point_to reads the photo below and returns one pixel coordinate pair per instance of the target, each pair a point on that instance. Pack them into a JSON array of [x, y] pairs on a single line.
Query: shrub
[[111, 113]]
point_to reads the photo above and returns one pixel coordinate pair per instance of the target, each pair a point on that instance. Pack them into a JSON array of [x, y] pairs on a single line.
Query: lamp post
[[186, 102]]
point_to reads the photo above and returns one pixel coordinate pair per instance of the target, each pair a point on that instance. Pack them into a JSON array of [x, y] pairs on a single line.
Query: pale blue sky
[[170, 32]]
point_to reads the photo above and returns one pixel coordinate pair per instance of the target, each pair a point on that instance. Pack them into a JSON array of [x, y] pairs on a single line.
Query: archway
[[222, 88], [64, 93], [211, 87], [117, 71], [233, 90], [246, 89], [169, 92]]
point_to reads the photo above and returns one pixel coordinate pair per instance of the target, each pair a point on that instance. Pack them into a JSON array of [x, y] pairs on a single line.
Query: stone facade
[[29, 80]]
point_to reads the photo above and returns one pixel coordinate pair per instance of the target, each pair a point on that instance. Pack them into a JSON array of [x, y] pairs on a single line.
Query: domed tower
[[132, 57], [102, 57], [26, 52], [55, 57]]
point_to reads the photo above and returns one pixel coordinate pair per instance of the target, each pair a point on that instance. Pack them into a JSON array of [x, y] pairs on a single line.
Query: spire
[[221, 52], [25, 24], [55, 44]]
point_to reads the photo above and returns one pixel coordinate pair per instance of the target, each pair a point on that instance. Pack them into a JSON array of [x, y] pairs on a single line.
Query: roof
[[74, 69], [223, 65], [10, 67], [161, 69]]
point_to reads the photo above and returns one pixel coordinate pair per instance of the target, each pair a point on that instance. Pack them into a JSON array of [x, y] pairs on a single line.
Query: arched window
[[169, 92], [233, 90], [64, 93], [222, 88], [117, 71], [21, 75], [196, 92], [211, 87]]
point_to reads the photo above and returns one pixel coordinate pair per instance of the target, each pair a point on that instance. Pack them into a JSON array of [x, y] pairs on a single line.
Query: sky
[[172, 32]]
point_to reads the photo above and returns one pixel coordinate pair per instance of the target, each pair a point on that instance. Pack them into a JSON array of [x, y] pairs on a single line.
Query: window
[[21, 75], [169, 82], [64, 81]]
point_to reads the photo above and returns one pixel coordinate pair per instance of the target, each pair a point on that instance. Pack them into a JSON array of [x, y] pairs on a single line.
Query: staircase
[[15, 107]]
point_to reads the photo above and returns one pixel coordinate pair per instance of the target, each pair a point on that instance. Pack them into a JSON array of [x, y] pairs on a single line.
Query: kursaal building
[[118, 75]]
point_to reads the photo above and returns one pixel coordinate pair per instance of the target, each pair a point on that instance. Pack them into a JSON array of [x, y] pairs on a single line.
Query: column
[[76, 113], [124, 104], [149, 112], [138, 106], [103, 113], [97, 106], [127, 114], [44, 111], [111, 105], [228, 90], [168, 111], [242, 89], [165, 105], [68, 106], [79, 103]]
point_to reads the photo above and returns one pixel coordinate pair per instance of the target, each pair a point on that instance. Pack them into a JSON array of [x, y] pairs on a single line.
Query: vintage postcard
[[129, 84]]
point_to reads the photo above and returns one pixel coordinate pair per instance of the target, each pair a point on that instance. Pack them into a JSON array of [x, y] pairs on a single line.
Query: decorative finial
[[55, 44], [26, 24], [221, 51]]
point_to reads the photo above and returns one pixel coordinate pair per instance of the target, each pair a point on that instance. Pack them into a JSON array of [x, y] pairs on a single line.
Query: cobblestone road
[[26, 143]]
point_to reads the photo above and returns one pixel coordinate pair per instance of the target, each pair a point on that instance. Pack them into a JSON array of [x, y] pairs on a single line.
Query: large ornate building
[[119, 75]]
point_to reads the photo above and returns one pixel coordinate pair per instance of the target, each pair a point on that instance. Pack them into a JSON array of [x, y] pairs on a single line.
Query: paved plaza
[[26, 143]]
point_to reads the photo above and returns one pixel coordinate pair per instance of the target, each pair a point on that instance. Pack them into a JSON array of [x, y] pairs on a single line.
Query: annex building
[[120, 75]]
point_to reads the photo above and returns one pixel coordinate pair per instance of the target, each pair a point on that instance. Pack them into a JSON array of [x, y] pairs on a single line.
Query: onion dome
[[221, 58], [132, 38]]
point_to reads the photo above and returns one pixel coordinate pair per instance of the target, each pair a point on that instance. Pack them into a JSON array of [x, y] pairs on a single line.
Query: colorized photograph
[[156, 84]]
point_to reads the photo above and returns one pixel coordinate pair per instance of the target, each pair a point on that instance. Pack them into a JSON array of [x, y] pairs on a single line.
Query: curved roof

+---+

* [What the exercise asks]:
Write each line above out exactly.

* [Answer]:
point_to reads the photo below and returns one pixel coordinate pair per instance of the target, each pair a point on that instance. Pack them into a JSON array of [x, y] pairs on a single line.
Query: shrub
[[111, 113]]
point_to reads the photo above and returns one pixel coordinate pair per instance of the target, each pair a point on that instance. Pack them into a JSON array of [x, y] pairs on a single line.
Query: lamp post
[[186, 102]]
point_to reads the photo above and returns one pixel coordinate pair per instance of the target, each pair a point on that instance. Pack them into a JSON array of [x, y] pairs on a single line.
Query: pale blue sky
[[170, 32]]
point_to reads the photo above and returns one pixel coordinate pair per instance of the target, each pair a point on that instance. Pack them into a JSON array of [x, y] pairs on a single line.
Query: archway
[[222, 88], [64, 93], [211, 87], [117, 71], [233, 90], [246, 89], [169, 92]]
point_to reads the photo above and returns one pixel coordinate pair per instance of the target, each pair a point on that instance. Pack them into a JSON array of [x, y] pairs on a single line.
Query: stone facade
[[29, 80]]
point_to reads the photo above and returns one pixel coordinate pair per instance of the target, each pair a point on that instance. Pack them into a JSON array of [x, y] pairs on a single line.
Query: domed tower
[[132, 57], [102, 57], [26, 52], [55, 57]]
point_to reads the photo above and returns one pixel coordinate pair per instance of the target, each pair a point on that instance. Pack them into a JSON array of [x, y] pairs on a single line.
Query: spire
[[221, 52], [25, 24], [55, 44]]
point_to reads the photo above and returns one pixel coordinate pair per instance of the target, each pair a point on that instance. Pack them into a JSON array of [x, y] pairs on a single line.
Query: roof
[[74, 69], [223, 65], [10, 67], [161, 69]]
point_to reads the photo above and returns one pixel coordinate pair per instance of the target, each pair a point on that instance. Pack them into a JSON array of [x, y] pairs on a single line.
Query: arched window
[[169, 92], [233, 90], [64, 93], [222, 88], [117, 71], [21, 75], [196, 92], [211, 87]]
point_to reads the photo above and returns one pixel coordinate pair per instance of the target, each pair a point on that instance. Pack them into a JSON array of [x, y] pairs on a single line.
Query: sky
[[172, 32]]
point_to reads the photo above and returns one pixel coordinate pair per instance of the target, each pair a point on that instance. Pack them into a JSON array of [x, y] pairs on a single line.
Query: window
[[21, 75], [169, 82], [64, 81]]
point_to reads the photo above and returns one pixel coordinate pair per instance of the target, each pair a point on that instance. Pack them into a JSON array of [x, y] pairs on a single line.
Query: staircase
[[15, 107]]
point_to reads the photo above and returns one pixel coordinate pair per instance of the target, each pair a point on that instance. Pack them into a JSON array of [x, y] pairs on a single line.
Query: kursaal building
[[118, 75]]
point_to reads the photo above and returns one pixel coordinate pair per instance of the target, each pair a point on that instance. Pack them into a JSON array of [x, y] pairs on a single line.
Query: column
[[76, 113], [124, 104], [149, 112], [138, 106], [103, 113], [97, 106], [127, 114], [44, 111], [111, 105], [228, 90], [168, 111], [242, 89], [165, 105], [68, 106], [79, 103]]
point_to reads the photo above and returns one pixel coordinate pair per instance of the target, each pair a point on that instance. Pack them into a JSON array of [x, y] pairs on a single line.
Query: vintage postcard
[[129, 84]]
point_to reads the photo above and returns one pixel coordinate pair per instance of the target, each pair a point on that instance. Pack them into a JSON array of [x, y] pairs on a single line.
Query: decorative finial
[[55, 44], [26, 24], [221, 51]]
point_to reads the photo above and returns one pixel coordinate pair per instance of the target, each pair a point on that instance. Pack them into a JSON array of [x, y] pairs on a single line.
Query: cobblestone road
[[26, 143]]
point_to reads the photo above and returns one pixel coordinate pair per instance of the target, each pair a point on that instance. Pack them into a JSON array of [x, y] pairs on a single line.
Query: large ornate building
[[119, 75]]
point_to reads the photo above and returns one pixel coordinate pair per instance of the target, each pair a point on that instance. Pack them into a JSON array of [x, y] pairs on a single line.
Query: paved plaza
[[26, 143]]
point_to reads the photo above and returns one pixel coordinate pair per instance of the target, each pair a point on that instance. Pack them into a JSON array of [x, y] pairs on a single line.
Query: annex building
[[120, 75]]
point_to reads the photo above and returns one pixel coordinate pair per instance of the target, each pair a point on that instance. Pack them into a JSON array of [x, y] pairs on a single line.
Query: onion dome
[[221, 58], [132, 38]]
point_to reads the photo above and returns one pixel coordinate pair per instance of the target, each pair a point on that instance. Pack them into a JSON array of [x, y] pairs on a single line.
Query: colorized photograph
[[156, 84]]
point_to reads the photo above and returns one pixel coordinate pair per instance of the target, each pair a point on that instance. Pack them into a JSON array of [x, y] pairs on a single line.
Query: curved roof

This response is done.